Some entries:
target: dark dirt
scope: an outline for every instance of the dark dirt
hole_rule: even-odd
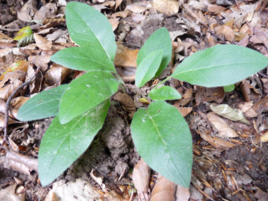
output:
[[[76,1],[87,3],[85,1]],[[4,25],[14,21],[12,26],[6,28],[9,29],[20,29],[25,25],[31,25],[16,21],[16,11],[20,7],[19,1],[1,1],[0,2],[1,24]],[[130,20],[124,19],[126,21]],[[132,31],[130,31],[126,37],[126,44],[130,47],[141,47],[149,36],[162,27],[166,27],[169,31],[185,31],[175,23],[175,18],[167,17],[164,14],[150,15],[149,20],[144,24],[132,24],[130,26],[130,30]],[[144,32],[138,31],[139,26],[141,26]],[[4,31],[4,33],[13,37],[15,32]],[[129,93],[129,95],[133,98],[133,93]],[[186,119],[190,122],[192,118],[187,116]],[[51,121],[51,118],[48,118],[30,122],[28,128],[19,130],[20,131],[16,133],[18,135],[14,133],[11,138],[20,145],[23,141],[25,135],[29,135],[30,138],[32,138],[32,141],[28,145],[30,150],[28,150],[27,153],[31,157],[37,157],[38,152],[32,148],[32,145],[35,145],[36,147],[39,146],[42,138]],[[132,183],[128,170],[134,167],[140,156],[135,151],[131,139],[128,125],[130,123],[128,114],[126,111],[121,111],[118,104],[115,102],[114,105],[112,105],[109,110],[102,129],[99,130],[90,147],[56,181],[65,179],[66,182],[68,182],[80,178],[85,181],[90,181],[93,185],[95,185],[90,176],[90,172],[95,169],[97,175],[104,177],[104,183],[110,186],[111,189],[116,189],[118,183]],[[200,140],[199,135],[196,135],[195,132],[193,132],[193,136],[194,142]],[[244,192],[251,200],[257,200],[255,196],[256,189],[258,188],[264,191],[268,189],[268,171],[265,168],[268,165],[268,149],[266,145],[263,145],[261,150],[257,149],[255,152],[250,152],[255,148],[254,146],[250,143],[244,143],[233,150],[218,152],[214,154],[212,154],[209,150],[207,150],[204,148],[207,145],[208,143],[205,143],[202,145],[197,145],[197,149],[202,154],[194,159],[193,177],[197,177],[200,180],[203,178],[209,182],[216,190],[214,193],[218,200],[221,200],[222,198],[233,201],[245,200]],[[233,176],[237,181],[238,187],[244,191],[240,191],[232,195],[232,193],[225,188],[226,186],[232,188],[232,185],[236,184],[231,182],[226,183],[224,176],[220,171],[222,166],[224,166],[227,170],[229,169],[229,175],[226,176],[227,178]],[[261,169],[260,166],[264,166],[264,168]],[[233,171],[235,169],[236,171]],[[122,173],[123,175],[122,178],[120,181],[116,181]],[[38,183],[37,176],[35,172],[27,176],[3,168],[0,170],[1,187],[4,188],[7,183],[13,182],[14,176],[24,183],[26,188],[26,200],[43,200],[49,192],[49,188],[51,187],[51,184],[47,187],[42,187]],[[221,188],[217,188],[215,181],[217,178],[219,178],[221,183]],[[192,184],[196,185],[194,178],[192,179]],[[200,189],[206,189],[206,188],[202,185]],[[209,190],[205,192],[209,194]]]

Work to do: Please repeat the lines of the entries from the very first one through the line containing "hole_rule: even-odd", including both of those lines.

Solution to this problem:
target: dark dirt
scope: an outline for every instance of the dark dirt
hole_rule: even-odd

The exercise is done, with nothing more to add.